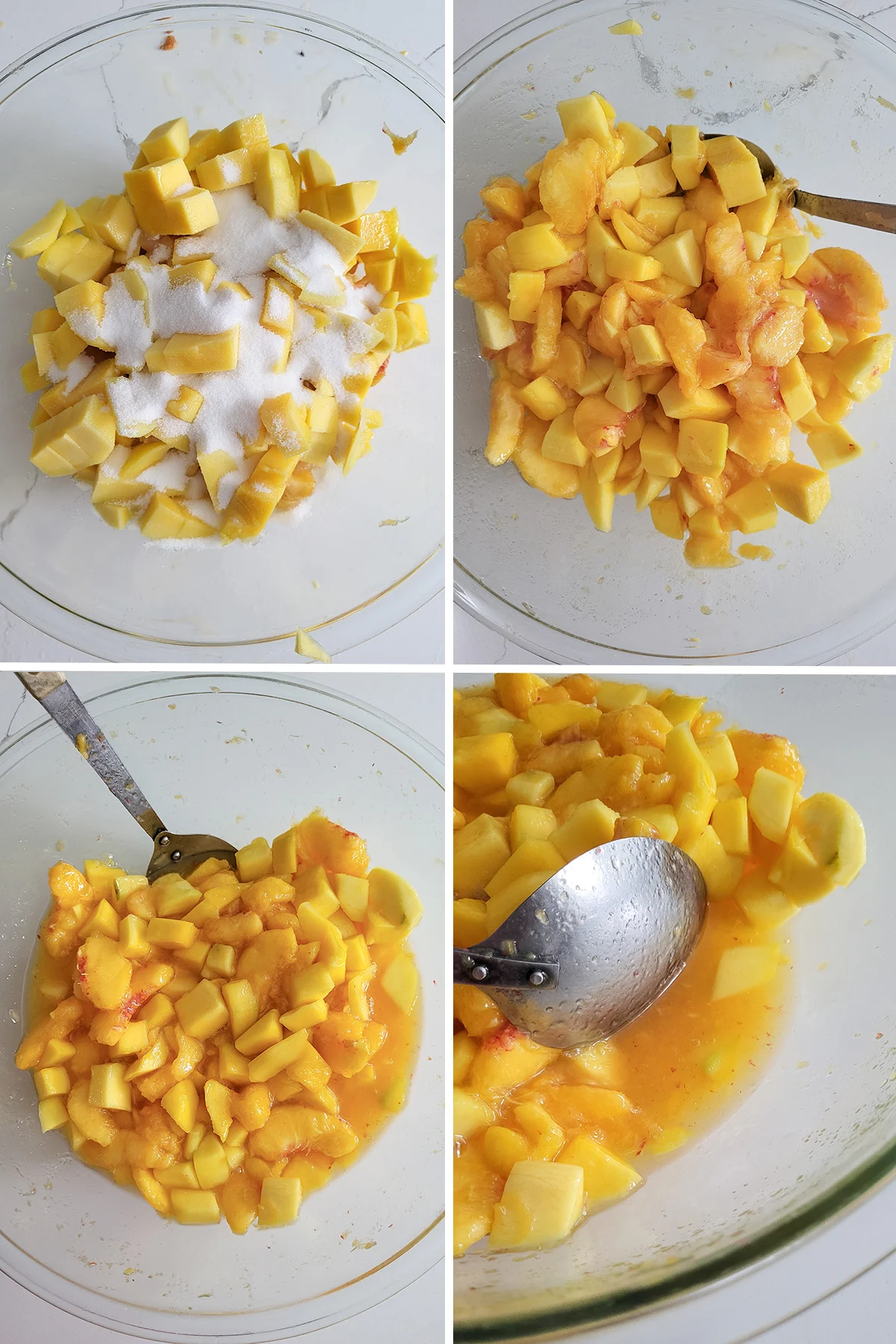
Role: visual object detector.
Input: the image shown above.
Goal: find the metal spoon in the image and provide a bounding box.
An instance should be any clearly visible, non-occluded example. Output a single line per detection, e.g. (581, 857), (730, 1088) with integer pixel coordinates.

* * *

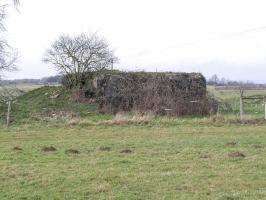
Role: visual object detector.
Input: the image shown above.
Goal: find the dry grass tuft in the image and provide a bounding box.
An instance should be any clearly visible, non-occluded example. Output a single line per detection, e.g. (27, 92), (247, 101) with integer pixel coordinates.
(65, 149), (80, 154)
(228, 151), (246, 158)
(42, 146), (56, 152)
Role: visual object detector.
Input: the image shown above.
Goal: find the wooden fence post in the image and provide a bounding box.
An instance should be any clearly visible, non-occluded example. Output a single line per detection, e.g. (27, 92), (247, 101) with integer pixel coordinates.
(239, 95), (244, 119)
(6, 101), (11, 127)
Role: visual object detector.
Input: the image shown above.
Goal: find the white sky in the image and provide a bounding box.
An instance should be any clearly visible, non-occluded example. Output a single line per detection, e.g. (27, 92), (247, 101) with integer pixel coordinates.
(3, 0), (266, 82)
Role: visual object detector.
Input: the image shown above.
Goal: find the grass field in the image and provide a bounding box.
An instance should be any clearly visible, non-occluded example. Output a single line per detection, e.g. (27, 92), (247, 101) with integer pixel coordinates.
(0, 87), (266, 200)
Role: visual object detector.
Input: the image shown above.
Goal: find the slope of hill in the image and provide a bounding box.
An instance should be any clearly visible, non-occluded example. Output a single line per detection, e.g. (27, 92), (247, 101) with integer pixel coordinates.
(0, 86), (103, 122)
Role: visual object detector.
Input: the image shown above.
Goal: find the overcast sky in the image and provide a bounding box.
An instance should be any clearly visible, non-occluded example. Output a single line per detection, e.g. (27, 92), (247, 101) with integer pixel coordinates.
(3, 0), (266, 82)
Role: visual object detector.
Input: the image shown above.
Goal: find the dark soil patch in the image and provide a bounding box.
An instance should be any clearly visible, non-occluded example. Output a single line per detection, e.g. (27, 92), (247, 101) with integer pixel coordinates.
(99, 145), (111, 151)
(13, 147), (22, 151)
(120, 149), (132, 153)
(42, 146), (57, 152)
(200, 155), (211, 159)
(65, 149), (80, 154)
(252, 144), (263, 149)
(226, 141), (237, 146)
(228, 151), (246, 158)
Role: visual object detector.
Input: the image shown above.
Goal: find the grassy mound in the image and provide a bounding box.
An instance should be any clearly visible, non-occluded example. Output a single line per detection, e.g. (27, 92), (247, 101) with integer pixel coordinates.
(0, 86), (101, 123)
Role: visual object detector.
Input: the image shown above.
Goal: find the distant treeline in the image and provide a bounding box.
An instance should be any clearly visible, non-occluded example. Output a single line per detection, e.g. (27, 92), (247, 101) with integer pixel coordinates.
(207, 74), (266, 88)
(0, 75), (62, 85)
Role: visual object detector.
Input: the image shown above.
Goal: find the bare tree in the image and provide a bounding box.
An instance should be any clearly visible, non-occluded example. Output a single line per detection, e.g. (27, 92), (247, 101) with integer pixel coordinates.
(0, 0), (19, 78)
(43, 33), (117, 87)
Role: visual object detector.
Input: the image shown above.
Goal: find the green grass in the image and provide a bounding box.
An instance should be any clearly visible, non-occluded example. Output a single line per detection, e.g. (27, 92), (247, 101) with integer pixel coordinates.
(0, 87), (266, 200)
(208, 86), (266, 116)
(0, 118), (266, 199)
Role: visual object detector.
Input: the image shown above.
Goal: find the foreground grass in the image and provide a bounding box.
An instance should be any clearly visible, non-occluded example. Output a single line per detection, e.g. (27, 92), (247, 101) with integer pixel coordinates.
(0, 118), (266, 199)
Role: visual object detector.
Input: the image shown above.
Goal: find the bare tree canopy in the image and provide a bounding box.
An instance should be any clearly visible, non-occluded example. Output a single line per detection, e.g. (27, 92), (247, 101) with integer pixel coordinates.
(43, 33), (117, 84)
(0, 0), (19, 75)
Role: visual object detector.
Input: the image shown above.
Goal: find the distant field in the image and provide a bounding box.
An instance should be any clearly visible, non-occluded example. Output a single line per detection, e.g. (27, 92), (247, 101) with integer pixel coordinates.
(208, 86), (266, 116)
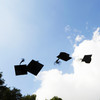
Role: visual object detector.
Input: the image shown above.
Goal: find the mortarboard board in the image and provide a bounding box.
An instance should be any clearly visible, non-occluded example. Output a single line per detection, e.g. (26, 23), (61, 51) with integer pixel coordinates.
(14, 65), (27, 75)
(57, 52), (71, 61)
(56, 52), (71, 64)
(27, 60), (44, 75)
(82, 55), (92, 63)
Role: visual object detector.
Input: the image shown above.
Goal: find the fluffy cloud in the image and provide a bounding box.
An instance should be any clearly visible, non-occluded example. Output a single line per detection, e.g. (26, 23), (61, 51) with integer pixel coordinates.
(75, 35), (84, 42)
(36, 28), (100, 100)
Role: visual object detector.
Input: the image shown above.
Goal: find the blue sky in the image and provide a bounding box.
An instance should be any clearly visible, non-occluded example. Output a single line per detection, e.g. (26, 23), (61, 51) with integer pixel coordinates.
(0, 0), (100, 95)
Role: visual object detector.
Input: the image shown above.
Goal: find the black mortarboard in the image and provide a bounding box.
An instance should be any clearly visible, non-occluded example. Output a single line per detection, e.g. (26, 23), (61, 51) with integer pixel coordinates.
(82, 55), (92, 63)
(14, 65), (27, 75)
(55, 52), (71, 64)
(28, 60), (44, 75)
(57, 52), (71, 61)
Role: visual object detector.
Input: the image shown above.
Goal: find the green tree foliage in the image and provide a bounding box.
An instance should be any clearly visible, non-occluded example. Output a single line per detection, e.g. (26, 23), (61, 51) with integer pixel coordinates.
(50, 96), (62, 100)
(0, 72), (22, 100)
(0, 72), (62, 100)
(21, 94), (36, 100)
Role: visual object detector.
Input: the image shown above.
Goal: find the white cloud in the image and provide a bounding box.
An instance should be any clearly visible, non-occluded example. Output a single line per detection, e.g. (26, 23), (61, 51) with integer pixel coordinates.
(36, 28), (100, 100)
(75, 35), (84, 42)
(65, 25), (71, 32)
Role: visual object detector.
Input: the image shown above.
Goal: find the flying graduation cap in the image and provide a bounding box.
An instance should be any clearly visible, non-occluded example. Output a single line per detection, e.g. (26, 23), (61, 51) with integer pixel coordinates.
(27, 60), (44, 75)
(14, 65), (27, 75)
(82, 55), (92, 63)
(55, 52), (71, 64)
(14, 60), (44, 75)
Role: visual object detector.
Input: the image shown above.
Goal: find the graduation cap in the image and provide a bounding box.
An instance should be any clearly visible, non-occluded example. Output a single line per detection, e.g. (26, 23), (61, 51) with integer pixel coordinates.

Stated task — Report how many lines of the data above contain the string "graduation", treating uppercase and lowercase letters as different. Reply with the number alone.

Answer to the task — 2